TUGAS 1: Periksa apakah tiap pernyataan berikut sesuai dengan teks tentang nasib guru swasta, lalu jawab ya atau tidak beserta kutipan persis dari teks yang menentukannya. (a) Pengaturan guru sekolah swasta akan mengacu kepada Undang-Undang Nomor 13 Tahun 2003 tentang Ketenagakerjaan. (b) Menurut Unifah, semua sekolah swasta kondisinya baik secara ekonomi. (c) PGRI berpendapat BOS dapat digunakan untuk gaji guru.
TUGAS 2: Lanjutkan teks tentang nasib guru swasta mulai dari sesudah kalimat terakhirnya.

TEKS YANG DITAMPILKAN:
+ + + + + + +

4. Nasib guru swasta nelangsa
Lebih memprihantinkan lagi guru-guru sekolah swasta. Pengaturannya akan mengacu kepada Undang-Undang Nomor 13 Tahun 2003 tentang Ketenagakerjaan dan Undang-Undang Nomor 11 Tahun 2020 tentang Cipta Kerja. Tidak ada lagi kekhususan untuk dunia pendidikan dan profesi guru, melainkan disamakan penghasilannya dengan buruh.
Selain itu, Kemendikbudristek mengesampingkan atau tutup mata terhadap kondisi sekolah swasta di Tanah Air.
Unifah mengungkapkan tidak semua sekolah swasta kondisinya baik secara ekonomi. Banyak sekolah swasta yang kondisinya memprihatinkan, tetapi dilandasi semangat pengabdian yang tulus para pengurusnya, mereka tetap memberikan pelayanan pendidikan terbaik kepada peserta didik yang tidak mampu secara ekonomi.
Kemendikbudristek memang menjanjikan akan memberikan tambahan biaya operasional sekolah (BOS) kepada sekolah-sekolah swasta tersebut.
PGRI berpendapat BOS itu adalah anggaran dari peserta didik untuk peserta didik, penggunaannya adalah untuk meningkatkan kualitas layanan pendidikan di sekolah, bukan diperuntukkan bagi gaji guru.

+ + + + + + +

DATA HASIL EKSTRAKSI:
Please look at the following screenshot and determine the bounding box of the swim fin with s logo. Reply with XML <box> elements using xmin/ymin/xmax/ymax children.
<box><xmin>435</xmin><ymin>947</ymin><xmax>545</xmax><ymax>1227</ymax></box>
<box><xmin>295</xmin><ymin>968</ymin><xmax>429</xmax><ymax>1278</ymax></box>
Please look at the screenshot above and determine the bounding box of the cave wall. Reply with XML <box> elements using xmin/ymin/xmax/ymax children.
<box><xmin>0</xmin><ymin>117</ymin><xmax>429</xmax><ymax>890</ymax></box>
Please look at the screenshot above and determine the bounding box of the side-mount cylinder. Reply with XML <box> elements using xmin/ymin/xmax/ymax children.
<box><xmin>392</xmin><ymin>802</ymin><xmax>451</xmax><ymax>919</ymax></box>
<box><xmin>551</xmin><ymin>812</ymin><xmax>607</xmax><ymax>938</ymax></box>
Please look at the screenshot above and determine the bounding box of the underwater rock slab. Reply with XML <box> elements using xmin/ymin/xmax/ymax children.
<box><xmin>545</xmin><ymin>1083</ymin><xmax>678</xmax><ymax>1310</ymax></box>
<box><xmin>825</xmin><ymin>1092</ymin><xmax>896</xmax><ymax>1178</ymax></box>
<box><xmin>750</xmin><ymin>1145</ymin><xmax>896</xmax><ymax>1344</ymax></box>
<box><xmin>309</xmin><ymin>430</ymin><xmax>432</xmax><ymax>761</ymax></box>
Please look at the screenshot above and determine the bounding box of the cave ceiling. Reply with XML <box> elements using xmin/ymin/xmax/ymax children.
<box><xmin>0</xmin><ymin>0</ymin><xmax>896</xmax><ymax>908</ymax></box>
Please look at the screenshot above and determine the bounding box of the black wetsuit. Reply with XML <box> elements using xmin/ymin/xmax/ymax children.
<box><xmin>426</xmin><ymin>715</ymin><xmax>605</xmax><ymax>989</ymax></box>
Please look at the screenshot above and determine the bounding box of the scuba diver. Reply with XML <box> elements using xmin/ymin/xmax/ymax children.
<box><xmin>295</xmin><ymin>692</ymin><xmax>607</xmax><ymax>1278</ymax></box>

+ + + + + + +

JAWABAN 1:
(a) Ya: "Pengaturannya akan mengacu kepada Undang-Undang Nomor 13 Tahun 2003 tentang Ketenagakerjaan"
(b) Tidak: "tidak semua sekolah swasta kondisinya baik secara ekonomi"
(c) Tidak: "bukan diperuntukkan bagi gaji guru"

JAWABAN 2:
5. TPG harus tetap ada, PPG dibuat mudah
PB PGRI meminta agar TPG tetap diberikan kepada guru dan dinyatakan secara tegas dalam UU Sisdiknas. PGRI sangat setuju dan berkomitmen untuk mendukung Kemendikbudristek dalam meningkatkan kompetensi dan profesionalisme guru.
Oleh karena itu PPG tidak dilakukan dengan metode yang rumit. Namun, melihat kompetensi dan profesionalisme guru di kelas. Sertifikasi harus merupakan bagian integral dari pengembangan profesi guru. Guru harus terus-menerus mendapat pelatihan terstruktur yang diselenggararakan oleh lembaga khusus dan profesional.
Jadi, tambah Unifah, untuk meningkatkan kesejahteraan guru, sudah selayaknya TPG tidak dihapuskan. Sumentara, untuk meningkatkan kualitas guru, sistem pembinaan profesi yang harus diperbaiki.
Melalui kedua langkah tersebut, PGRI mengharapkan akan tercipta guru-guru yang sejahtera dan berkualitas sehingga akan membawa kemajuan bagi Indonesia.
Unifah mengingatkan pemerintah bahwa PGRI akan terus berjuang demi kemaslahatan guru. Sebab, PGRI memiliki berbagai argumentasi yang bisa dipertanggungjawabkan secara historis, filosofis, akademis, dan empiris mengenai urgensi TPG bagi keberlangsungan profesi guru.
"Jujur dan terbukalah Mendikbudristek Mas Nadiem Makarim kepada kami para guru!," serunya. (esy/jpnn)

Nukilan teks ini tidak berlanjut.